◆ Request
Return the stretch of items from the line containing "Target: decorated parade float" through the line containing "column 339, row 354", both included, repeating each line exactly.
━━━━━━━━
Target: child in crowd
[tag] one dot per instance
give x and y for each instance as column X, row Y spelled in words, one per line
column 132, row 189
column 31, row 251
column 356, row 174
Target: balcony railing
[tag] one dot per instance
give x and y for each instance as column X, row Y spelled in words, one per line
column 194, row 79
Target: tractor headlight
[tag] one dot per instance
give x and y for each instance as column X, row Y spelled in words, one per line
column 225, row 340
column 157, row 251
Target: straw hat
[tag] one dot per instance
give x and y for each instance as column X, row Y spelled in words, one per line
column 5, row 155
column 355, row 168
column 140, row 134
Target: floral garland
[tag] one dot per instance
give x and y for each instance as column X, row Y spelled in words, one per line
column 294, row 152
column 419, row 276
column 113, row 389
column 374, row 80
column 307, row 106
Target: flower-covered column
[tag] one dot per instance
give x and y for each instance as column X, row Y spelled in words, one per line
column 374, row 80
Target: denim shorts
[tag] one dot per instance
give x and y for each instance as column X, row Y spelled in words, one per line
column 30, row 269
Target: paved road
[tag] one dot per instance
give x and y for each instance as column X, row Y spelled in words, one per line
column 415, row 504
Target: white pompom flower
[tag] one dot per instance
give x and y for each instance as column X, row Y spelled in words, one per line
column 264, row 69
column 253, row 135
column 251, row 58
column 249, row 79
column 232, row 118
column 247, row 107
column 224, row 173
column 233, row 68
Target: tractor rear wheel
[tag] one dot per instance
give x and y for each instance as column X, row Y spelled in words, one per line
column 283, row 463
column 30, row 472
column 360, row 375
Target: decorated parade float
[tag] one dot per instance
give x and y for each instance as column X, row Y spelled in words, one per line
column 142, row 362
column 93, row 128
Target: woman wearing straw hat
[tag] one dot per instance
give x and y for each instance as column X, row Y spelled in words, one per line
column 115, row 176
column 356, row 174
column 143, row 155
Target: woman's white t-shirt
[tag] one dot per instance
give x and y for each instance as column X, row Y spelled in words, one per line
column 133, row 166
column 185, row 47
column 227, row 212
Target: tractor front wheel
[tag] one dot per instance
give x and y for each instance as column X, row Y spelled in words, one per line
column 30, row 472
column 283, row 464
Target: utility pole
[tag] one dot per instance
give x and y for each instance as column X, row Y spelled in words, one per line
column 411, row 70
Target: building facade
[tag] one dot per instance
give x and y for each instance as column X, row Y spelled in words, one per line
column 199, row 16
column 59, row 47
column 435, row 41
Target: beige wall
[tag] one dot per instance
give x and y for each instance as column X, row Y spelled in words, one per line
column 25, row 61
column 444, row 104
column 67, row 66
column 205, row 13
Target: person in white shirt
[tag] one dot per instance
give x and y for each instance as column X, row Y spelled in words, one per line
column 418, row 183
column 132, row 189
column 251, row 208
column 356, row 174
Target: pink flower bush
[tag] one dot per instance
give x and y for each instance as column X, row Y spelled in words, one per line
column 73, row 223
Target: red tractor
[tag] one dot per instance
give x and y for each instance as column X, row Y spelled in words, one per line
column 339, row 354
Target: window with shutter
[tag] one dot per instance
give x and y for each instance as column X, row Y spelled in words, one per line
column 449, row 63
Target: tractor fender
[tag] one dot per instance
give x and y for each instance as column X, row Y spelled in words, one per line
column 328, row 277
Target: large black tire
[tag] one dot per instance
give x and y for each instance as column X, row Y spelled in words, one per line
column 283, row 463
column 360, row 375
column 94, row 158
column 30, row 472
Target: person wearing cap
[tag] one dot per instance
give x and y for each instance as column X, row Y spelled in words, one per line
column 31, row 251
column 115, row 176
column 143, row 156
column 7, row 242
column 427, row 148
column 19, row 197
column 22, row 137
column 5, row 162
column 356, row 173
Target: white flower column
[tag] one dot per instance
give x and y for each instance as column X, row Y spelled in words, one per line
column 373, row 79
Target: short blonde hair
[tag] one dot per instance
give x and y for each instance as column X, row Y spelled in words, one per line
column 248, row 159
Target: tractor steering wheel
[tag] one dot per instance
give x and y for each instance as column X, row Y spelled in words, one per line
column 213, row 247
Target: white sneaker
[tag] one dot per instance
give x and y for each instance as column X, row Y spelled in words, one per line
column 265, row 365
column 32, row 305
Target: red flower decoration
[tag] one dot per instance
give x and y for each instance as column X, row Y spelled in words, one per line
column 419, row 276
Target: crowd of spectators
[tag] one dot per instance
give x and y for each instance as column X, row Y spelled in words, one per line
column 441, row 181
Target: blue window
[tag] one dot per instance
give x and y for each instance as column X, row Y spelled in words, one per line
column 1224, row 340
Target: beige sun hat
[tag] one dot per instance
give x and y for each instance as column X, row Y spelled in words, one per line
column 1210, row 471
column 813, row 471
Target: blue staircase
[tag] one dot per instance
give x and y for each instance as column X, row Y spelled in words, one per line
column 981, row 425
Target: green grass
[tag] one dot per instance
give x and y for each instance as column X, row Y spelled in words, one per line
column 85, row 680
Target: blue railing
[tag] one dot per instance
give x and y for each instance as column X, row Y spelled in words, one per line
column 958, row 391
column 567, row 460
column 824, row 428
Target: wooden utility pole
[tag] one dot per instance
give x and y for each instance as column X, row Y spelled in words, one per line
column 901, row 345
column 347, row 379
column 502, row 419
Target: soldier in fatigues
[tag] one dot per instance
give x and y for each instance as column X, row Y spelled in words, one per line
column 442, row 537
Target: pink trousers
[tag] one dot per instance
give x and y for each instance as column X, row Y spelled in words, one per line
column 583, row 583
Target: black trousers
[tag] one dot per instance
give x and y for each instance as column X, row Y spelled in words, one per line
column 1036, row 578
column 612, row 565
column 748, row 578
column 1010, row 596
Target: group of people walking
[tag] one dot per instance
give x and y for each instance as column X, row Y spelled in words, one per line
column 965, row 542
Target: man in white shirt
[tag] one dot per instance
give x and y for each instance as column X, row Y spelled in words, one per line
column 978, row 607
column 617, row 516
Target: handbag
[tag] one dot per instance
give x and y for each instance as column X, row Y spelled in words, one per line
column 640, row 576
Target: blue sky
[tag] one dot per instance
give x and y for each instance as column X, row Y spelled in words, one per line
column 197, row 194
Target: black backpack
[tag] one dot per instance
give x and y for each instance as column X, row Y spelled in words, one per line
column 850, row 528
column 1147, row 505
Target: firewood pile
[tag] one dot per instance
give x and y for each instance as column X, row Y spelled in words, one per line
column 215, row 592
━━━━━━━━
◆ Exercise solution
Target: decorated parade float
[tag] one dot per instance
give x and y for each instance as column X, row Y spelled in words, one per line
column 142, row 362
column 93, row 128
Target: woman wearing straw hat
[tag] one dot per instance
give x and y for each instance as column X, row Y spelled in words, one per line
column 115, row 176
column 356, row 174
column 143, row 155
Target: woman's white t-shirt
[tag] one dot per instance
give x and y for each instance as column X, row Y spelled in words, one per line
column 133, row 166
column 185, row 47
column 227, row 212
Target: tractor front wheel
[tag] one dot per instance
give x and y for each instance as column X, row Y spelled in words, one per line
column 30, row 472
column 283, row 464
Target: utility pole
[tag] one dot per instance
give x and y for each instance as column X, row Y spelled in words, one per line
column 411, row 70
Target: building facade
[tag] one dot per instance
give x and y for each instance as column X, row Y spelled in words, one per line
column 199, row 16
column 59, row 47
column 435, row 41
Target: beige wall
[tag] one dot per instance
give x and y for each instance as column X, row Y spelled in words, one per line
column 25, row 61
column 444, row 104
column 67, row 66
column 205, row 13
Target: person in white shirt
[tag] one dot per instance
give x and y for each instance as column X, row Y spelled in words, one per line
column 418, row 183
column 132, row 189
column 251, row 208
column 356, row 174
Target: pink flower bush
[tag] one dot per instance
give x and y for each instance as column X, row Y spelled in words, one per line
column 73, row 223
Target: red tractor
[tag] one dot per instance
give x and y for each instance as column X, row Y spelled in words, one per line
column 339, row 354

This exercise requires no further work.